● À FAIRE
**A.** Recopiez fidèlement le passage depuis « Quelles que soient » jusqu'à « ce karma particulier. ».
**B.** Répondez brièvement à ces questions sur le passage.
(i) Quelles réactions les désagréments venant des êtres peuvent-ils provoquer en nous ?
(ii) De quoi dépend le fait que les circonstances nous soient favorables ou défavorables ?
(iii) Avec quoi pouvons-nous accepter ce qui arrive lorsque nous y voyons la maturation de notre karma ?

● PASSAGE
━━━━━━━━━━━━━━━━━━━━━━━━━━━━━━
La seconde concerne tous les désagréments émanant des êtres, comme lorsqu’ils sont en colère contre nous ou lorsqu’ils nous rendent la vie difficile. Quelquefois, ce qu’ils font résulte de négativité antérieure, quelquefois c’est une nouvelle cause de négativité car cela peut provoquer des réactions de désir, de colère, d’ignorance, de jalousie ou d’orgueil en nous.

Quelles que soient les circonstances qui se présentent, le fait qu’elles nous soient favorables ou défavorables ne dépend seulement d’elles mais de notre compréhension. Si nous ne pouvons faire face adroitement à la situation, elle est négative. Si nous avons la compréhension et la dextérité nécessaires pour transmuter les circonstances en carburant pour notre pratique, alors elles sont favorables. Par exemple, que quelqu’un soit agressif envers nous et que nous lui rendions la pareille, toute la situation est alors négative. Cependant, si nous comprenons que ce qui arrive est la maturation de notre propre karma et que ce karma est apparu dans sa manifestation extérieure en tant qu’agression, alors nous pouvons accepter simplement ce qui arrive avec amour et patience, réalisant que c’est un moyen de purifier ce karma particulier.
━━━━━━━━━━━━━━━━━━━━━━━━━━━━━━
● DONNÉES ENREGISTRÉES

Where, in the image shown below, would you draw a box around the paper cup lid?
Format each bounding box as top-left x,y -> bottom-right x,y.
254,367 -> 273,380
━━━━━━━━━━━━━━━━━━━━━━━━━━━━━━
● CORRIGÉ
**A.**
Quelles que soient les circonstances qui se présentent, le fait qu’elles nous soient favorables ou défavorables ne dépend seulement d’elles mais de notre compréhension. Si nous ne pouvons faire face adroitement à la situation, elle est négative. Si nous avons la compréhension et la dextérité nécessaires pour transmuter les circonstances en carburant pour notre pratique, alors elles sont favorables. Par exemple, que quelqu’un soit agressif envers nous et que nous lui rendions la pareille, toute la situation est alors négative. Cependant, si nous comprenons que ce qui arrive est la maturation de notre propre karma et que ce karma est apparu dans sa manifestation extérieure en tant qu’agression, alors nous pouvons accepter simplement ce qui arrive avec amour et patience, réalisant que c’est un moyen de purifier ce karma particulier.

**B.**
(i) Des réactions de désir, de colère, d'ignorance, de jalousie ou d'orgueil.
(ii) De notre compréhension.
(iii) Avec amour et patience.